▸ **Instruções do exercício**: Reúna e copie todas as linhas dos registros abaixo em que aparece a palavra "squirrel".

┄┄┄┄┄┄

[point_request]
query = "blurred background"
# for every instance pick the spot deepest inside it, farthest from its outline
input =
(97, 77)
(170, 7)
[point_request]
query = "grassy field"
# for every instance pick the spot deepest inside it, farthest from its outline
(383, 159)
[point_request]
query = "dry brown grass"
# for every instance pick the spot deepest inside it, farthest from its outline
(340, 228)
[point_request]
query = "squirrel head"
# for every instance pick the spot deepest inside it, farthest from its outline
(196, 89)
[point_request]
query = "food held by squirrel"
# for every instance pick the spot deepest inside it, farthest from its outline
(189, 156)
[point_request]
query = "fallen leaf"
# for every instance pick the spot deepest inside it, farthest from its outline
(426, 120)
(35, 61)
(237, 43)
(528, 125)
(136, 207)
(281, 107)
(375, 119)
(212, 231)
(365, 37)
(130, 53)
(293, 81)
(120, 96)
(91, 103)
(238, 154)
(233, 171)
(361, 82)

┄┄┄┄┄┄

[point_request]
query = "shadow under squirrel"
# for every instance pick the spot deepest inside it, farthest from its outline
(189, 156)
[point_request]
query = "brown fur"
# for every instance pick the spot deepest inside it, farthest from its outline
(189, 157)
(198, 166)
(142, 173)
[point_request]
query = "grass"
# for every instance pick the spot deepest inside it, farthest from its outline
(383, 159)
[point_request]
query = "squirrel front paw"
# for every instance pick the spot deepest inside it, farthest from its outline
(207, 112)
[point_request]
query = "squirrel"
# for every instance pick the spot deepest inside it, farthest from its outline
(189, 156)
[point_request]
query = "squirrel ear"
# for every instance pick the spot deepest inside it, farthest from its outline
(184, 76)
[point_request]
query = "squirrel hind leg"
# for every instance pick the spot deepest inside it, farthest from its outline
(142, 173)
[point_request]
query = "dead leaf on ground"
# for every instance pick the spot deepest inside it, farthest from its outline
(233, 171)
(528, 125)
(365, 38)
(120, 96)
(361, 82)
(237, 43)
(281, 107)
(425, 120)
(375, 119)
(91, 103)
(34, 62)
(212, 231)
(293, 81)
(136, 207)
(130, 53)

┄┄┄┄┄┄

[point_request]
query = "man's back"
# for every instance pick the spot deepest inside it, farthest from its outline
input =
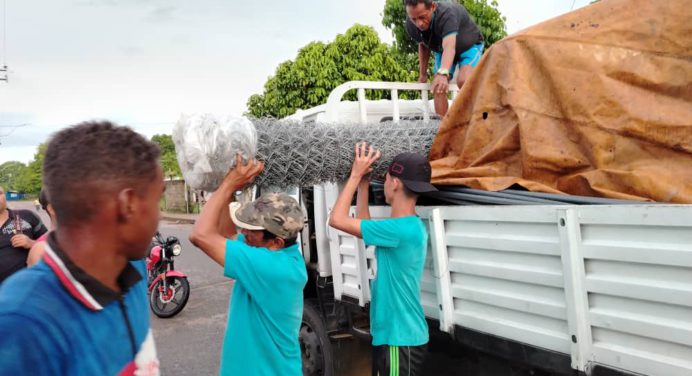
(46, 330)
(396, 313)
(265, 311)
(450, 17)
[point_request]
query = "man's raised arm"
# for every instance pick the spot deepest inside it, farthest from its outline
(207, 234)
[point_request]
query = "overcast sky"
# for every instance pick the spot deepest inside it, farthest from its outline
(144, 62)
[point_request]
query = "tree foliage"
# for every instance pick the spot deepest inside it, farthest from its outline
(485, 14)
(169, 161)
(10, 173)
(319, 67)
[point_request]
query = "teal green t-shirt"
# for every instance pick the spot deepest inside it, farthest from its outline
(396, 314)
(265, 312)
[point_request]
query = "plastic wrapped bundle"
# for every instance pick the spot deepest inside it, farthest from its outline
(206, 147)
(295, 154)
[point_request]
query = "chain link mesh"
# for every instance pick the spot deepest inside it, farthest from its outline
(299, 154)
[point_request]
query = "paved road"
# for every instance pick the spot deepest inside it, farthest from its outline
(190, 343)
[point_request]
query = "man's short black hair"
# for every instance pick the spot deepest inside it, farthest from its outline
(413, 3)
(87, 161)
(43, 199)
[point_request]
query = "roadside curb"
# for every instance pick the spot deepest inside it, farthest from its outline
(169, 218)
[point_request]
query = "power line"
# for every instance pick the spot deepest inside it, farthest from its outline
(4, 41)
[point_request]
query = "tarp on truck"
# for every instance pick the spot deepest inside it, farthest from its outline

┄┄┄┄┄┄

▸ **Resposta completa**:
query = "squirrel head"
query = "food held by squirrel"
query = "shadow under squirrel"
query = "squirrel front paw"
query = "squirrel"
query = "squirrel ear"
query = "squirrel hind leg"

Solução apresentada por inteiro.